**Directives:**
**a.** In the text on UAE free economic zones below, which two financial free zones are named as operating on English common law?
**b.** Reproduce the passage of the UAE free zones text between "We explore the" and "private client advisory.", inclusive.
**c.** Using the text on UAE free economic zones below, decide whether each statement agrees with it: (i) White Square has offices in Moscow, Dubai, and London. (ii) Federal criminal law also applies within free zones. (iii) Companies in free zones pay tax on dividends.

**Text segment:**
We explore the structure of UAE free economic zones together with the experts at White Square — an international consulting group with offices in Moscow, Dubai, and Hong Kong. The firm provides a full range of legal services, as well as support in corporate administration, banking and financial matters, and private client advisory.

Over the past few decades, the United Arab Emirates has built one of the most attractive business ecosystems in the world. At the heart of this system are free economic zones (free zones, FEZs), which have become a key instrument for attracting foreign capital, entrepreneurs, and international companies. However, despite their popularity, free zones are often perceived in overly simplistic terms — as a “quick and cheap way to set up a company.” In practice, they represent a complex legal and economic mechanism that demands a considered approach.

The UAE is a federal state with a multi-layered legal system. Alongside federal legislation applicable on the mainland, free economic zones possess their own regulatory frameworks governing corporate, licensing, and contractual matters. Federal criminal law applies universally; however, in civil and commercial matters, free zone regulations take precedence where the zone in question has developed its own rules.

Of particular note are the financial free zones, such as DIFC and ADGM, which operate entirely on the principles of English common law. They have their own courts, arbitration centres, and independent regulators, ensuring a high level of confidence among international investors and financial institutions.

A free zone in the UAE is therefore not merely a geographic territory, but an autonomous legal jurisdiction embedded within the federal state system.

Advantages of Free Zones: Why Businesses Choose Them

The popularity of free zones is driven by a combination of legal, tax, and operational advantages. Free zones offer a favourable tax regime: subject to the fulfilment of prescribed conditions, companies may apply a zero rate of corporate tax, pay no tax on dividends or capital gains, and freely repatriate profits outside the UAE. Administrative procedures are generally simplified: company registration, licence renewals, visa processes, and corporate support are often delivered on a “one-stop-shop” basis.

**Data segment:**
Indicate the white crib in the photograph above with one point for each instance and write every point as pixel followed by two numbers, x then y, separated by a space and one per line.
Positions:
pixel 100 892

**Replies:**
**a.** DIFC and ADGM.

**b.**
We explore the structure of UAE free economic zones together with the experts at White Square — an international consulting group with offices in Moscow, Dubai, and Hong Kong. The firm provides a full range of legal services, as well as support in corporate administration, banking and financial matters, and private client advisory.

**c.**
(i) No: "offices in Moscow, Dubai, and Hong Kong"
(ii) Yes: "Federal criminal law applies universally"
(iii) No: "pay no tax on dividends or capital gains"